Challenge>
Write out all of the data below word for word, leaving out the pictures.

Entries drawn from a collection:
-=-=-=-=-
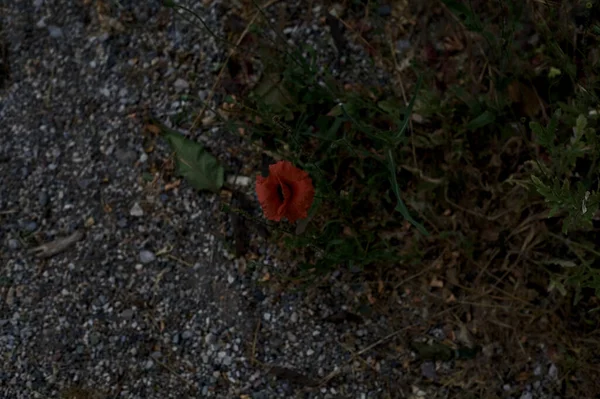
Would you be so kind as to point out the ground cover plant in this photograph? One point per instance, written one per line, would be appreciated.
(467, 187)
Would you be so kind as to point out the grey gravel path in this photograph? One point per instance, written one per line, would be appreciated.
(112, 316)
(146, 301)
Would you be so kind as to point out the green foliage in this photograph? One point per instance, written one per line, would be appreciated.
(200, 168)
(554, 183)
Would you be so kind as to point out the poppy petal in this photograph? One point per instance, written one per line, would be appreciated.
(266, 191)
(287, 192)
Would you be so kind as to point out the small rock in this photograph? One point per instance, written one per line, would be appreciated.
(291, 337)
(127, 314)
(210, 339)
(43, 198)
(31, 227)
(181, 85)
(553, 372)
(428, 370)
(55, 31)
(147, 256)
(136, 210)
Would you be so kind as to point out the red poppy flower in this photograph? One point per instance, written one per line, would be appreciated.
(287, 192)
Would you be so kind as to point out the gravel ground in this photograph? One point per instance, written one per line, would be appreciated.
(146, 301)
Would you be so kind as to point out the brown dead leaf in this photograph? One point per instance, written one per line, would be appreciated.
(155, 130)
(490, 235)
(436, 283)
(171, 186)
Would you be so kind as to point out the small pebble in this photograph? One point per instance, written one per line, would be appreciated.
(181, 85)
(43, 198)
(127, 314)
(147, 256)
(210, 339)
(55, 31)
(136, 210)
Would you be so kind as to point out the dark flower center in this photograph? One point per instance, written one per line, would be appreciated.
(280, 191)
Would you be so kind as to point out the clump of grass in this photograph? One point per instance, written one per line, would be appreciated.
(478, 191)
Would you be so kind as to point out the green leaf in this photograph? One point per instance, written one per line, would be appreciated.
(486, 118)
(200, 168)
(407, 112)
(400, 207)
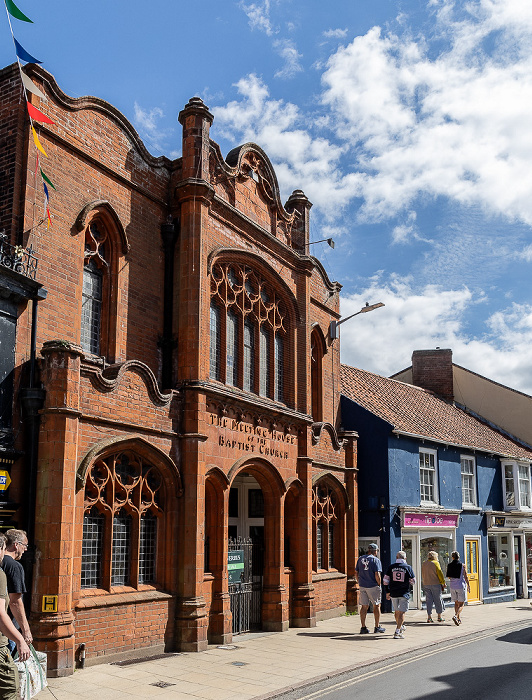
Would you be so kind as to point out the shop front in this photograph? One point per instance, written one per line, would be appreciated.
(509, 555)
(425, 531)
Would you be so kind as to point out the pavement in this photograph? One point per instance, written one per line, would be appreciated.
(264, 665)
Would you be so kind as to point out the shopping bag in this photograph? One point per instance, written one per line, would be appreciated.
(32, 674)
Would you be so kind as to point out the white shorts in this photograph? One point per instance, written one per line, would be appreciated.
(370, 595)
(400, 604)
(458, 595)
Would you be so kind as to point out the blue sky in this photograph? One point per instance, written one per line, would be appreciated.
(407, 124)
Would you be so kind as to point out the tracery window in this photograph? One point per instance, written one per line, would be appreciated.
(327, 515)
(124, 500)
(248, 339)
(94, 271)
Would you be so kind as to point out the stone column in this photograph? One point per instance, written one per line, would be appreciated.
(303, 602)
(55, 506)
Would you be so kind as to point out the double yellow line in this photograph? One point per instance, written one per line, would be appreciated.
(414, 659)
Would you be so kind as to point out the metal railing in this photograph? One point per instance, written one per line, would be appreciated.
(17, 258)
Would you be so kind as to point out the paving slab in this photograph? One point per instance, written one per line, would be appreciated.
(268, 664)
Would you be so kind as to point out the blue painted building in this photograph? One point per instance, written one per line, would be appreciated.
(433, 476)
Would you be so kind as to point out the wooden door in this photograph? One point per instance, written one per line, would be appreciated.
(472, 568)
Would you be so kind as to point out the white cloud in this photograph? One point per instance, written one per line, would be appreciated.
(383, 340)
(288, 52)
(397, 122)
(335, 33)
(300, 160)
(147, 124)
(455, 125)
(258, 14)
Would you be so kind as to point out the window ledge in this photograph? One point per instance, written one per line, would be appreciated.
(129, 598)
(501, 588)
(327, 576)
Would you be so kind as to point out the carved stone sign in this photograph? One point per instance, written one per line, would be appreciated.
(255, 439)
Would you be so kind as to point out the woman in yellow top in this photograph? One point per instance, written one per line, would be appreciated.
(433, 585)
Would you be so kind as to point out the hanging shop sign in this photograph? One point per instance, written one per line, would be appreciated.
(5, 480)
(511, 523)
(432, 520)
(235, 565)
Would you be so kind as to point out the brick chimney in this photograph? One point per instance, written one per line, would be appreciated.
(433, 370)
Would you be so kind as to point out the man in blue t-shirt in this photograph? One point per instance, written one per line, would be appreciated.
(369, 569)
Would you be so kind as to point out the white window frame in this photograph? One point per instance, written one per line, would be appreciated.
(522, 498)
(434, 454)
(473, 477)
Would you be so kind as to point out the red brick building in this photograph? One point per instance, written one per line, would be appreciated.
(189, 388)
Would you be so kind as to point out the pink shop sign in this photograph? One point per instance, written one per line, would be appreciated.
(430, 520)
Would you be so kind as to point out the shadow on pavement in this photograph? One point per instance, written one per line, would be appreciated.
(507, 680)
(517, 637)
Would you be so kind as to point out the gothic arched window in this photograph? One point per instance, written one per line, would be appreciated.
(248, 340)
(124, 501)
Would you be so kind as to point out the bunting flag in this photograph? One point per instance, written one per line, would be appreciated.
(37, 142)
(30, 85)
(23, 54)
(37, 115)
(15, 12)
(47, 179)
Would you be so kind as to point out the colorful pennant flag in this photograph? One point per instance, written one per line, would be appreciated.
(15, 12)
(30, 85)
(23, 54)
(47, 179)
(37, 115)
(37, 142)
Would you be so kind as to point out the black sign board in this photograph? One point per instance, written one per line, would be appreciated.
(235, 565)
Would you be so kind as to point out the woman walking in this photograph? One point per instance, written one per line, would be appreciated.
(458, 581)
(433, 585)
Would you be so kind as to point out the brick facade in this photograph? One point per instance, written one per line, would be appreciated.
(168, 240)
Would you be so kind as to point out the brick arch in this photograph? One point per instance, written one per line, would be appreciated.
(264, 472)
(142, 447)
(257, 262)
(103, 209)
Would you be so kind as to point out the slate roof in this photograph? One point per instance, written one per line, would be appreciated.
(419, 412)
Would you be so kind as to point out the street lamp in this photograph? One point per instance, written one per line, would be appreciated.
(329, 242)
(333, 327)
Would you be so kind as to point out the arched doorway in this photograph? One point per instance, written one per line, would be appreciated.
(246, 547)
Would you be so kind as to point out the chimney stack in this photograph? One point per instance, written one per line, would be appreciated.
(433, 370)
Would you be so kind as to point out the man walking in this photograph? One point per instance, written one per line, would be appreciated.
(368, 571)
(16, 545)
(397, 582)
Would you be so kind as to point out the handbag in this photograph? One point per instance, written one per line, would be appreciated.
(32, 674)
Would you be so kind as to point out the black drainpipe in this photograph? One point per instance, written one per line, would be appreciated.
(169, 234)
(32, 400)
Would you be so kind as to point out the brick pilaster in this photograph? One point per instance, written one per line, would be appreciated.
(55, 506)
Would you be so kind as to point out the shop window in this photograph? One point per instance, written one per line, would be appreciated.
(99, 294)
(327, 517)
(469, 491)
(516, 486)
(499, 561)
(528, 548)
(428, 478)
(248, 340)
(123, 504)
-=-=-=-=-
Right answer>
Would you be so kind as to point out the ground cover plant in this photograph? One point per instance, written one per line, would be appreciated.
(467, 187)
Would you be so kind as to point out the grey gravel path in this photograph? One point per instance, written one per line, would be appreciated.
(112, 316)
(146, 301)
Would you be so kind as to point out the green foliage in this photograph? One point per instance, written one per line, would be appreciated.
(200, 168)
(554, 183)
Would you be so kind as to point out the poppy petal in this photograph? One point per instance, written one per line, would be appreciated.
(266, 191)
(287, 192)
Would you be so kind as to point out the small rock in this photograph? One point per instance, written one per line, would be appreciated.
(291, 337)
(127, 314)
(210, 339)
(43, 198)
(31, 227)
(181, 85)
(553, 372)
(428, 370)
(55, 31)
(147, 256)
(136, 210)
Would you be so kind as to point out the red poppy flower in this photograph? One point per instance, written one per line, would be appreciated.
(287, 192)
Would you be so kind as to point out the gravel ground in this photograph? One point per instance, written one per line, would be appreciated.
(146, 301)
Would you be so kind as to point out the brown dead leaf in this photograph? One point per instance, written one per line, would be appreciated.
(155, 130)
(490, 235)
(436, 283)
(171, 186)
Would you be so kind as to point out the small pebble in this photograph? One point per instance, written one per line, would be appreciated.
(181, 85)
(43, 198)
(127, 314)
(147, 256)
(210, 339)
(55, 31)
(136, 210)
Would you be so kind as to point out the dark flower center in this photograph? One point per instance, written one per line, would be appreciated.
(280, 191)
Would you be so kind as to point out the clump of grass in this photograph? One point per instance, written one per line, would be appreciated.
(478, 191)
Would you be so kind as to point out the green leaf in this photograph? One point per instance, written one per line, would be appreciated.
(486, 118)
(200, 168)
(407, 112)
(400, 207)
Would you be so kind as to point out the shop front in this photograph? One point per instance, written one per line, would be appreciated.
(509, 555)
(425, 531)
Would you be so kind as to point out the pavement in this photograph? One point per instance, written one per line, would be appreciated.
(264, 665)
Would you be so kind as to point out the shopping bag in this photograph? One point per instance, written one per line, would be appreciated.
(32, 674)
Would you be so kind as to point out the white shorts in this photograph? One point per instance, written one per line, would be appreciated.
(370, 595)
(400, 604)
(458, 595)
Would you be so kind as to point out the blue sky in this photograph? One point per instance, written one per line, would be appreciated.
(407, 124)
Would you be so kind as to point out the tracery window in this photograph? One point per instance, written one per line, would be appreciated.
(327, 515)
(124, 500)
(248, 339)
(94, 271)
Would you be so kind as to point out the stone column in this photograph? One point per instance, written one per line, would be appreciated.
(303, 602)
(55, 506)
Would you be so kind as to point out the double yellow line in this photograph? One point per instance, written one per line, would be appreciated.
(414, 659)
Would you be so kind as to point out the metal railing in this photograph? One point per instance, written one per line, would be appreciated.
(17, 258)
Would you be so kind as to point out the paving slab in this photograph? One point per instance, written one per line, would be appreciated.
(268, 664)
Would you be so kind as to point out the blue painted building in this photograph? One point per instance, written one per line, would be appreciated.
(433, 476)
Would you be so kind as to point out the wooden door in this photograph? One point per instance, written one per line, would be appreciated.
(472, 568)
Would you be so kind as to point out the white cloud in this photograph? One point per instance, written one per line, would be appreciated.
(383, 340)
(288, 52)
(397, 122)
(335, 33)
(300, 160)
(147, 124)
(455, 125)
(258, 14)
Would you be so kind as to point out the window ledge in this photograph? One point per instance, written one per line, would be appreciated.
(129, 598)
(501, 588)
(327, 576)
Would you be so kind as to point out the carved stone sign in this photograph? One point per instance, written one per line, would be appreciated.
(255, 439)
Would you be so kind as to point out the woman in yellow top in this photograph? One point per instance, written one per line, would be appreciated.
(433, 585)
Would you be so kind as to point out the hanging shop sign in this photograph? One point per instance, written one per line, would be appreciated.
(5, 480)
(511, 523)
(432, 520)
(235, 565)
Would you be so kind as to point out the brick chimney in this photograph? One point per instance, written one per line, would be appreciated.
(433, 370)
Would you be so kind as to point out the man in blue t-shirt in this photograph? One point per instance, written one per line, would be appreciated.
(369, 569)
Would you be so kind as to point out the white window frame in this photograph? One point per instance, written one per line, would be appreciated.
(522, 498)
(434, 454)
(473, 477)
Would you be so kind as to point out the red brick building in this photograph? One point per instance, written one per line, would be appreciated.
(189, 388)
Would you be so kind as to point out the pink shop sign in this photograph? One point per instance, written one per line, would be appreciated.
(430, 520)
Would you be so kind as to point out the shadow on pavement in this photograph? One point per instance, written one per line, would be appreciated.
(507, 680)
(517, 637)
Would you be so kind as to point out the gothic arched window in this photograph? One point per instance, written one per line, would be appreciated.
(248, 340)
(124, 501)
Would you be so kind as to point out the bunting flag in this photograph? One point per instance, written one per line, would be appreciated.
(37, 142)
(30, 85)
(23, 54)
(37, 115)
(15, 12)
(47, 179)
Would you be so kind as to point out the colorful pennant flag in this photograph? One point per instance, written one per line, would be appreciated.
(15, 12)
(30, 85)
(23, 54)
(47, 179)
(37, 115)
(37, 142)
Would you be so kind as to point out the black sign board in this photograph? One point per instance, written one per line, would be appreciated.
(235, 565)
Would you be so kind as to point out the woman walking in this photograph? One point per instance, written one per line, would be appreciated.
(458, 581)
(433, 585)
Would you be so kind as to point out the brick facade in this photograph? One point per instance, written one per line, would be appreciated.
(168, 240)
Would you be so kind as to point out the brick arch in this photograph? One point per instance, written one per line, would be appreciated.
(264, 472)
(142, 447)
(257, 262)
(103, 209)
Would you be so kind as to point out the slate roof in this photograph? One point per instance, written one per line, would be appreciated.
(419, 412)
Would you be so kind as to point out the street lamp in this photograph? One point per instance, written one per line, would be appreciated.
(329, 242)
(333, 327)
Would you be so kind as to point out the arched doorway in this photograph? One point per instance, written one per line, would be appreciated.
(246, 547)
Would you be so kind as to point out the chimney stack in this photograph? One point per instance, written one per line, would be appreciated.
(433, 370)
Would you be so kind as to point out the man walking in this photograph? One point per instance, written one per line, would be appreciated.
(368, 571)
(16, 545)
(397, 582)
Would you be so kind as to point out the handbag in this photograph? One point per instance, written one per line, would be appreciated.
(32, 674)
Would you be so kind as to point out the black drainpipe in this photograph? One point per instance, written one per line, would be appreciated.
(169, 234)
(32, 400)
Would you be so kind as to point out the brick pilaster in this photograph? One point per instance, written one per line, would be appreciated.
(55, 506)
Would you be so kind as to point out the shop window in this photograph? One point per instance, written one per line, would be appreciated.
(99, 294)
(327, 517)
(469, 491)
(516, 486)
(499, 561)
(528, 548)
(428, 478)
(248, 340)
(123, 504)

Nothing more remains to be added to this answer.